_PROBLEM DETAILS_
Each entry below must be repeated word for word.

_INPUT MATERIAL_

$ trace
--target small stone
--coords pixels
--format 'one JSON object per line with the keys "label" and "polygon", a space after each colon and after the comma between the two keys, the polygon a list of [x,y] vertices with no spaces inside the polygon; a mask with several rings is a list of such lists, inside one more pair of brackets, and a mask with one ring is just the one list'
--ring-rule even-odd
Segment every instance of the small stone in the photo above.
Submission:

_ANSWER TO THE PROBLEM_
$ trace
--target small stone
--coords pixels
--format 'one JSON object per line with the keys "label" and "polygon", a space after each colon and after the comma between the two keys, the polygon a list of [x,y] vertices with no spaces inside the polygon; a mask with several rings is a list of such lists, inside one more pair of brackets, and a mask with one ring is just the one list'
--ring-rule even-odd
Segment every instance of the small stone in the photo above.
Submission:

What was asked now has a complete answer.